### EXERCISE TASKS
**1.** According to the Valdevaqueros development text, how many years has Antonio Munoz been an ecologist and activist?
**2.** Carry on the Valdevaqueros development text from its last sentence.

===== TEXT SHOWN =====

Antonio Munoz, president of the local branch of the environmental group, Ecologists in Action, agrees. He says that the planned Valdevaqueros development is just part of an ongoing trend in Spain to destroy the country's natural assets. "I've been an ecologist and activist for 27 years and during that time, I've seen Spain reclassify protected natural parks, one by one, into land for development."
Activists have now appealed to the European Union to halt the project to save the natural wildlife area here. Opposition lawmakers in Tarifa, for their part, have floated an alternative: a hotel in Tarifa's city center instead, maybe even with free bikes to ride out to Valdevaqueros beach.
Temporary reprieve?
Munoz and his supporters have just won a small reprieve however. The regional government of Andalusia has temporarily frozen plans for any new waterfront development, including Valdevaqueros, as it sorts through the mess of empty, half-built projects left over from the housing bubble.

===== SUPPLIED INFORMATION =====

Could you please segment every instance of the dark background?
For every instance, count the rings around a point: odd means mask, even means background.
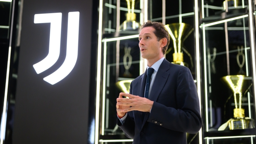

=====

### SOLVED TASKS
**1.** 27 years.

**2.**
Dozens of politicians have been indicted across coastal Spain for alleged corruption. They are accused of taking illegal payments in exchange for allowing construction on the beaches, despite warnings from experts that the projects may not be economically or environmentally sound.
Tarifa's mayor denies any such corruption here though, and is confident the hotel construction in his town will begin soon. So, this may be the last summer Valdevaqueros remains untouched.
For now, the migratory birds still fly overhead, unaware.